- Directions -
1) Reproduce the forum thread on committee staffing between "Thanks for your" and "for all cases.", inclusive.
2) In the committee staffing forum thread, what minimum number of members does the case in question require for each committee?
3) Continue the forum thread on committee staffing from the point where it stops.
═════ Text provided
Thanks for your response Yes I see the approach is applicable for the case in question (which requires (1) a minimum of 4 members for each committee, and (2) odd number of members for committee 5 and 6), but I still wonder could it be so for all other cases.

Let's say in other cases (in which we do not have to meet 2 requirements above), if we adjust the number of members for each commmittee (each of the first 5 committees has 1 member, the 6th committee has 21 members OR each of the first 5 committees has 2 member, the 6th committee has 16 members) such that the total number remains the same (= 26 members), then the answer could not be just $$\frac{26}{3}$$ = 8 $$\frac{2}{3}$$, right?

My question is quite confusing, isn't it I just try to imagine another case and then apply the solution to see whether it works for all cases.

Hi thuyduong91vnu,

You are still not getting my point.

What does the question stem ask? --> Minimum number of board members necessary in order to staff all six committees

Given: 1) Board members must sit on a minimum of one committee and a maximum of three.
══════════
═════ Given data
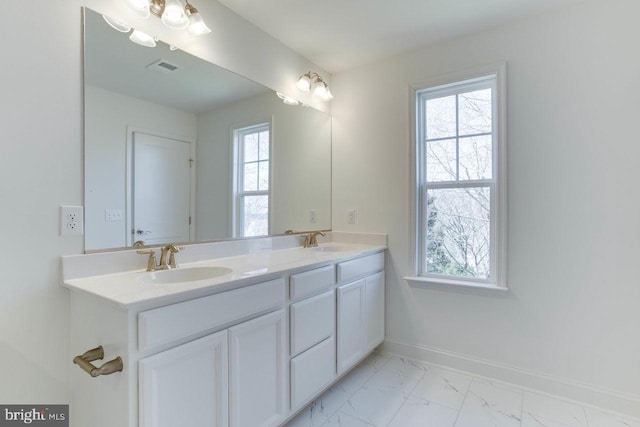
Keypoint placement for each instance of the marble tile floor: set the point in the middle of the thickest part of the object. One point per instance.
(391, 391)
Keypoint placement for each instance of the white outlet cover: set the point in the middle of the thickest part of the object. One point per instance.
(71, 220)
(351, 216)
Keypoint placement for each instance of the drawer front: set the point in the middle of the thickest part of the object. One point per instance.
(312, 320)
(179, 321)
(360, 267)
(312, 371)
(310, 282)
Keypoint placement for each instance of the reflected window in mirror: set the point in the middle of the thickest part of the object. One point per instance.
(253, 172)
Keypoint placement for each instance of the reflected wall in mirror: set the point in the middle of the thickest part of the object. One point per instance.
(178, 149)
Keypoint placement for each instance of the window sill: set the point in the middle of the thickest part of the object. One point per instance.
(421, 281)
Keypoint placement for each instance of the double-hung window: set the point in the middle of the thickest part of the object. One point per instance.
(252, 176)
(460, 191)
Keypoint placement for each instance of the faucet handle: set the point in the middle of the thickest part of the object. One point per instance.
(151, 263)
(173, 250)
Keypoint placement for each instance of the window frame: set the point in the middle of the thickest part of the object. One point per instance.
(238, 133)
(461, 82)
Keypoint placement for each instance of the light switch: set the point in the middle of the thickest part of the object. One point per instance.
(113, 215)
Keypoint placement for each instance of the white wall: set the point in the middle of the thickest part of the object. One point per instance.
(41, 168)
(107, 116)
(300, 160)
(574, 211)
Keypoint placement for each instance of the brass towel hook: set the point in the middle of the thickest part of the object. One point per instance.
(84, 362)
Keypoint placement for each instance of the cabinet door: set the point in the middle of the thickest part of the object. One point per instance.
(257, 392)
(351, 299)
(187, 385)
(374, 311)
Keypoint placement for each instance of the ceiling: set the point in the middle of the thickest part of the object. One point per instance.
(114, 63)
(343, 34)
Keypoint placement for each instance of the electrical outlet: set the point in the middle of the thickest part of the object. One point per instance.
(71, 221)
(351, 216)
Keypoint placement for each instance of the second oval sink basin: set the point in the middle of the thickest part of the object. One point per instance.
(179, 275)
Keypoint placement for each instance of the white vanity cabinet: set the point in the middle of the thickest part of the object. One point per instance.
(312, 334)
(360, 309)
(250, 356)
(257, 389)
(188, 382)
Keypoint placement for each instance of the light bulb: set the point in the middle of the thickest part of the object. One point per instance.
(174, 15)
(197, 27)
(320, 89)
(140, 6)
(328, 96)
(116, 25)
(143, 39)
(287, 99)
(304, 83)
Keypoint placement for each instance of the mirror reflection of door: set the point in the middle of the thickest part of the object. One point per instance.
(161, 189)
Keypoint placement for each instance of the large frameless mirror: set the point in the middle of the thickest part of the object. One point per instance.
(178, 149)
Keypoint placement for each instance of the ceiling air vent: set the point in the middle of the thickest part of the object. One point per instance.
(163, 66)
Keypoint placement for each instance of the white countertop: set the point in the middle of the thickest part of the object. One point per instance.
(126, 290)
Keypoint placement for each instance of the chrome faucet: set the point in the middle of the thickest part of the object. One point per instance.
(151, 262)
(311, 241)
(170, 249)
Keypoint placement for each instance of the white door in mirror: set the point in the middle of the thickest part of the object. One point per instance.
(71, 221)
(161, 189)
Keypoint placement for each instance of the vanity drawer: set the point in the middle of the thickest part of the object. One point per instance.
(176, 322)
(310, 282)
(312, 371)
(360, 267)
(312, 320)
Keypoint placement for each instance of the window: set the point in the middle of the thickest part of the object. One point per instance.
(252, 176)
(460, 192)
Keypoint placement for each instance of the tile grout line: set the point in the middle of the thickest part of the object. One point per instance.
(408, 396)
(522, 408)
(466, 394)
(374, 371)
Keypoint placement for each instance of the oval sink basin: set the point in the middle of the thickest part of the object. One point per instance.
(184, 275)
(333, 248)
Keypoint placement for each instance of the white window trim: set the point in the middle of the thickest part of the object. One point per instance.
(499, 157)
(236, 181)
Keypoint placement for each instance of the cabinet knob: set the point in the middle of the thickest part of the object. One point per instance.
(107, 368)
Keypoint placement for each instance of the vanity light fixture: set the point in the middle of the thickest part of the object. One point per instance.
(175, 14)
(313, 81)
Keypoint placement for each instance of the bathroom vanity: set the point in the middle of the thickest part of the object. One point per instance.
(247, 348)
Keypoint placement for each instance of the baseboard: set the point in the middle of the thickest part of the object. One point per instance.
(623, 403)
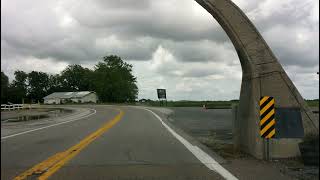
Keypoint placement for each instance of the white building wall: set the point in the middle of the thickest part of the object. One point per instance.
(52, 101)
(92, 97)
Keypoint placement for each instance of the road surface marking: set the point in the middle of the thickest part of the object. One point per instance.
(37, 129)
(48, 167)
(198, 153)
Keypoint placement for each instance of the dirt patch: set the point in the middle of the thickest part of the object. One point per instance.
(247, 167)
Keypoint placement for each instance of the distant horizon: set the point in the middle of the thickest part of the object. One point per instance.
(175, 45)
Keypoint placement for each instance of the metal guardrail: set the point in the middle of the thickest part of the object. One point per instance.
(11, 107)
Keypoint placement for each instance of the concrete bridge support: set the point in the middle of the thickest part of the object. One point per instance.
(262, 76)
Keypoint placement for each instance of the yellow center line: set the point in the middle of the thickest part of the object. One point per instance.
(48, 167)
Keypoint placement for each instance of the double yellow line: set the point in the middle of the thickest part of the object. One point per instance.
(48, 167)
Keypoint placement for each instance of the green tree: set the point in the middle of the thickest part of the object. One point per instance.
(113, 80)
(38, 85)
(4, 88)
(76, 78)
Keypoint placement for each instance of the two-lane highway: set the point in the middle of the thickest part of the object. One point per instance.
(116, 142)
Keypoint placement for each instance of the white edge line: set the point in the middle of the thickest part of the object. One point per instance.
(198, 153)
(25, 132)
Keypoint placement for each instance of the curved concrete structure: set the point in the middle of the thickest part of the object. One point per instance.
(262, 76)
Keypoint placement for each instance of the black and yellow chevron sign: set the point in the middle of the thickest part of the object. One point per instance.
(267, 117)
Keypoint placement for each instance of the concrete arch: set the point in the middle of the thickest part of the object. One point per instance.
(263, 75)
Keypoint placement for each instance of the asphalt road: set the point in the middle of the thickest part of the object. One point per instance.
(114, 143)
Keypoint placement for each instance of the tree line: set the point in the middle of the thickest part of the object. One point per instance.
(110, 78)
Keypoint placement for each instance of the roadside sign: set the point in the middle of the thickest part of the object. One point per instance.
(161, 94)
(267, 117)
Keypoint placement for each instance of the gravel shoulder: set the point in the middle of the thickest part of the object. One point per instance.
(213, 128)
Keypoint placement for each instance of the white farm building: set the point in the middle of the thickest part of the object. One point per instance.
(76, 97)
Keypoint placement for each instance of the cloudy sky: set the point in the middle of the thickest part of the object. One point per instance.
(173, 44)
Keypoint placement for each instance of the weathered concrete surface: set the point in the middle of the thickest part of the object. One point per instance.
(262, 76)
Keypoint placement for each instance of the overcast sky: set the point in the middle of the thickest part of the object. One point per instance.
(172, 44)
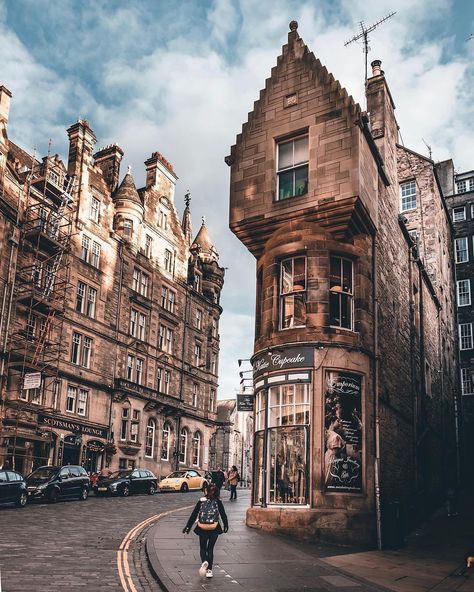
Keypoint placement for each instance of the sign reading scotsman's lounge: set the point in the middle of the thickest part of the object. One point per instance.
(283, 359)
(72, 426)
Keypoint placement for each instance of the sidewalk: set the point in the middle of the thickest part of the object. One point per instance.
(250, 560)
(244, 559)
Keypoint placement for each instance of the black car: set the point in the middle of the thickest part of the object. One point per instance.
(13, 488)
(53, 483)
(126, 482)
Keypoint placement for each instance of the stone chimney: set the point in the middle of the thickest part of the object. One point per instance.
(159, 172)
(383, 123)
(5, 96)
(81, 145)
(108, 160)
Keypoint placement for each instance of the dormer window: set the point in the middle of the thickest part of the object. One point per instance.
(127, 227)
(292, 167)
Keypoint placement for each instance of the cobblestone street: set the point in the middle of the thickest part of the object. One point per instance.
(73, 545)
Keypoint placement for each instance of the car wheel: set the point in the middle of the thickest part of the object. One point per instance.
(21, 501)
(53, 496)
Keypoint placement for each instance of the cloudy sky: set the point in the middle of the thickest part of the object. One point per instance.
(180, 76)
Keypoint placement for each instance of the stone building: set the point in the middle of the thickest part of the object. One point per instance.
(354, 362)
(110, 313)
(460, 198)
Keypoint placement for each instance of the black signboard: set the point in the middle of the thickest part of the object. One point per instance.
(343, 433)
(282, 359)
(72, 426)
(245, 402)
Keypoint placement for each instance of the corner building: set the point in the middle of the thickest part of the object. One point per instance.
(110, 318)
(355, 348)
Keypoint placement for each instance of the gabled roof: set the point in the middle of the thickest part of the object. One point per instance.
(296, 49)
(127, 190)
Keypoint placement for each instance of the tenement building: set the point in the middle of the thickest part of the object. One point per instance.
(110, 313)
(460, 197)
(355, 344)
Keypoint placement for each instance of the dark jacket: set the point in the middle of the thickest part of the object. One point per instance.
(195, 513)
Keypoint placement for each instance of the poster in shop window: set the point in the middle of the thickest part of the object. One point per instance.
(343, 432)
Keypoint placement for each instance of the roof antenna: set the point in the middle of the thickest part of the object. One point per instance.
(428, 146)
(364, 35)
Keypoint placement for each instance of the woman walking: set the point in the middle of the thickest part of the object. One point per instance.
(233, 479)
(208, 528)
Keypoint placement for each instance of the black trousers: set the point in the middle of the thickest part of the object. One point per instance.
(206, 547)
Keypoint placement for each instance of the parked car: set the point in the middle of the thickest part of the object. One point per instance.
(13, 488)
(183, 480)
(53, 483)
(126, 482)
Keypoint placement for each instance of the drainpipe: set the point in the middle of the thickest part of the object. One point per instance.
(375, 382)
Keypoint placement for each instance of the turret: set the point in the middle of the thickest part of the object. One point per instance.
(128, 209)
(204, 271)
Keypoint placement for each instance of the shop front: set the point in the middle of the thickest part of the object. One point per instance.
(310, 449)
(78, 443)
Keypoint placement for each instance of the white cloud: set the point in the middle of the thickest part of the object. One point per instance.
(183, 84)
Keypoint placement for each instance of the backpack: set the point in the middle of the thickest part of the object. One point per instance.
(208, 517)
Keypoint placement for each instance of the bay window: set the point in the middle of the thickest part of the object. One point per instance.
(293, 292)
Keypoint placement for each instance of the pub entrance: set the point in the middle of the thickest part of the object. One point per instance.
(71, 450)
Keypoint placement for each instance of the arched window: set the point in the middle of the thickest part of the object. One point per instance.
(150, 438)
(165, 442)
(196, 449)
(183, 445)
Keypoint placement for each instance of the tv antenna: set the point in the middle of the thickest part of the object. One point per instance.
(428, 146)
(364, 35)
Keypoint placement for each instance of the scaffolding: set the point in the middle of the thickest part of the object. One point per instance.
(40, 297)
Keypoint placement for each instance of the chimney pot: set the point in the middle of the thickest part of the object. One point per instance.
(376, 70)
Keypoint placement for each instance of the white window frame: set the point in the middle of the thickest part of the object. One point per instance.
(467, 336)
(407, 200)
(94, 209)
(293, 168)
(456, 250)
(462, 293)
(466, 379)
(455, 213)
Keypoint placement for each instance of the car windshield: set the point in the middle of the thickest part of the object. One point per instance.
(120, 474)
(43, 473)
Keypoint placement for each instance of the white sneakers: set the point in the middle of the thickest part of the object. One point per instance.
(203, 569)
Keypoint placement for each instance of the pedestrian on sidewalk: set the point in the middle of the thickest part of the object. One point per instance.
(207, 512)
(233, 479)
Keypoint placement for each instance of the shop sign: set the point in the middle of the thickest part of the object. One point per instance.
(72, 426)
(282, 359)
(245, 402)
(343, 433)
(32, 380)
(95, 446)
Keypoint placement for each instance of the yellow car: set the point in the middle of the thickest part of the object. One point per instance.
(183, 481)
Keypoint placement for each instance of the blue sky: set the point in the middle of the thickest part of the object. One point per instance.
(181, 76)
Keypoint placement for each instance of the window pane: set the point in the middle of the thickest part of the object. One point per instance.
(287, 466)
(301, 180)
(334, 309)
(285, 185)
(287, 276)
(301, 150)
(285, 155)
(299, 274)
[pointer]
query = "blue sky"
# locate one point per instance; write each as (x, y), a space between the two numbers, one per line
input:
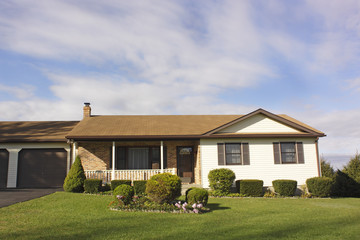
(185, 57)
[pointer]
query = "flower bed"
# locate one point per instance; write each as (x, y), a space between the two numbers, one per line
(143, 204)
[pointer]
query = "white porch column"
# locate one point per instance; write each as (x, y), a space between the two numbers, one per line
(113, 162)
(162, 156)
(13, 167)
(74, 152)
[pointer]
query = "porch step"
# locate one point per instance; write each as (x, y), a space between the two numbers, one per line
(185, 187)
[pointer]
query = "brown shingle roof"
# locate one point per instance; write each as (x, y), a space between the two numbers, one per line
(35, 131)
(143, 126)
(150, 125)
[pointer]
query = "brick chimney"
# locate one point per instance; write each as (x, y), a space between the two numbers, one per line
(87, 110)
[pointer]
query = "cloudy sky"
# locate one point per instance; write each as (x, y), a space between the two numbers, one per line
(185, 57)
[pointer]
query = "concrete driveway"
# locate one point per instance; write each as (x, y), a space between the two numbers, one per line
(12, 196)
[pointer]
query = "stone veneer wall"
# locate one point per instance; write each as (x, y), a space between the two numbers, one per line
(97, 155)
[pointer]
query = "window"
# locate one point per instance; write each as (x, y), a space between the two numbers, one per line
(288, 152)
(233, 154)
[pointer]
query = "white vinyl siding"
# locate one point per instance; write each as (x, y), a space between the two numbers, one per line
(258, 123)
(262, 164)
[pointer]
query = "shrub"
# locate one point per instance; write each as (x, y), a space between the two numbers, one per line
(285, 187)
(163, 188)
(140, 187)
(221, 180)
(74, 181)
(250, 187)
(345, 186)
(352, 169)
(326, 169)
(197, 195)
(124, 193)
(92, 185)
(115, 183)
(320, 186)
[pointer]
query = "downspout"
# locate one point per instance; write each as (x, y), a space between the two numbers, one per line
(162, 156)
(74, 152)
(317, 157)
(113, 161)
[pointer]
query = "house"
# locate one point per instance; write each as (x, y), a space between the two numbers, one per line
(258, 145)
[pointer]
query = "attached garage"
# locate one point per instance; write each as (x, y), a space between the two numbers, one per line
(4, 165)
(40, 168)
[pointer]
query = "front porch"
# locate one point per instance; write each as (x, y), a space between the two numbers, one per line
(139, 160)
(141, 174)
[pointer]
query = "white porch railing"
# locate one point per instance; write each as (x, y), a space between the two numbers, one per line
(142, 174)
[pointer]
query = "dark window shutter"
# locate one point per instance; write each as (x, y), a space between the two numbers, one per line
(221, 154)
(120, 162)
(300, 152)
(246, 154)
(165, 157)
(276, 153)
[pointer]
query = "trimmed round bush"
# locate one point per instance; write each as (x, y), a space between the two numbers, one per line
(320, 186)
(345, 186)
(92, 185)
(250, 187)
(74, 181)
(140, 187)
(197, 195)
(115, 183)
(125, 191)
(285, 188)
(221, 180)
(163, 188)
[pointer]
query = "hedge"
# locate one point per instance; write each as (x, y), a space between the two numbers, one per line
(250, 187)
(92, 185)
(320, 186)
(285, 188)
(115, 183)
(140, 187)
(197, 195)
(163, 188)
(221, 180)
(124, 192)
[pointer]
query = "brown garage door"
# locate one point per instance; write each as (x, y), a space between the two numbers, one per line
(4, 165)
(38, 168)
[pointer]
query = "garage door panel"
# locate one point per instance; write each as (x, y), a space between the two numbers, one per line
(42, 168)
(4, 166)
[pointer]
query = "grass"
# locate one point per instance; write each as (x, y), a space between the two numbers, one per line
(78, 216)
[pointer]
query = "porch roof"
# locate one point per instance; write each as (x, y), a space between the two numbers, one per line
(171, 126)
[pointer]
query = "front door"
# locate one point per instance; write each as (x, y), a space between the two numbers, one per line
(185, 164)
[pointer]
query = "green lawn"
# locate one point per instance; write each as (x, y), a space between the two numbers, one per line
(78, 216)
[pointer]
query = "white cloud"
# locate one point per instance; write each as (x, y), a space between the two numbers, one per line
(341, 128)
(26, 91)
(337, 42)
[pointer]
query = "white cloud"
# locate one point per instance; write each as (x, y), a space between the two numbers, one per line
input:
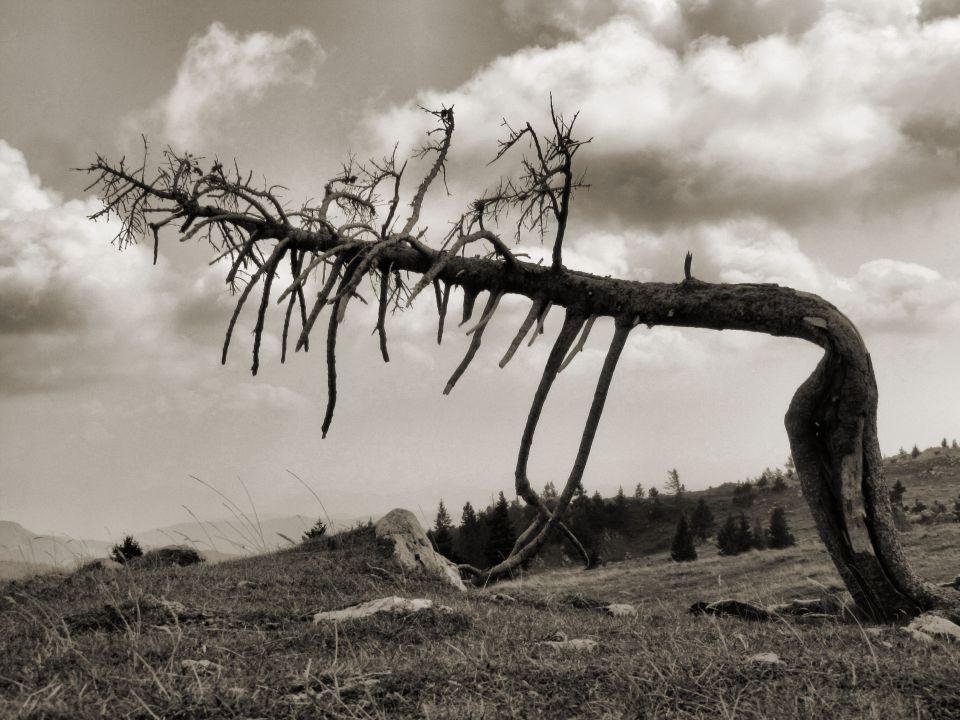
══════════
- Results of the exercise -
1)
Thanks for your response Yes I see the approach is applicable for the case in question (which requires (1) a minimum of 4 members for each committee, and (2) odd number of members for committee 5 and 6), but I still wonder could it be so for all other cases.

Let's say in other cases (in which we do not have to meet 2 requirements above), if we adjust the number of members for each commmittee (each of the first 5 committees has 1 member, the 6th committee has 21 members OR each of the first 5 committees has 2 member, the 6th committee has 16 members) such that the total number remains the same (= 26 members), then the answer could not be just $$\frac{26}{3}$$ = 8 $$\frac{2}{3}$$, right?

My question is quite confusing, isn't it I just try to imagine another case and then apply the solution to see whether it works for all cases.

2) A minimum of 4 members for each committee.

3)
2) each committee must have a minimum of 4 members
3) Committees 5 and 6 must have an odd number of members

Now how do you minimize the number of members? --> By using the same member in 3 different committees --> By doing this we are counting each member 3 times. So we have to divide the total by 3. If each member could represent 4 committees then dividing by 4 will provide the answer, provided the question stem asks to minimize the number of members.

Now your question: adjust the number of members for each commmittee (each of the first 5 committees has 1 member, the 6th committee has 21 members OR each of the first 5 committees has 2 member, the 6th committee has 16 members) --> You have changed the conditions now. Let's take the case where 5 committees have 2 members and 5th committee has 16 members.

Total number = 26

Let A, B, C, D, E and F be the different committees --> Committee A, B and C can be formed by using just 2 distinct members.
D, E can be formed by using just 2 members. The members in D and E can represent one more committee F. So F will 14 distinct members

Total distinct members = (2 * 6)/3 + 4 --> 12/3 + 14 = 18

In the earlier case, the minimum number of each committee was 4: So assume A, B, C, D were made up of 4 members each and E, F were made of 5 members each
A, B, C can be formed by just 4 members
D can be formed 4 members
E, F will be formed by reusing the 4 members in D and adding 1 new member

Total distinct members = (4 * 6)/3 + 1 --> 24/3 + 1 = 9

So it all depends on how many times a member can be reused. A logic cannot be generalized to work in all scenarios.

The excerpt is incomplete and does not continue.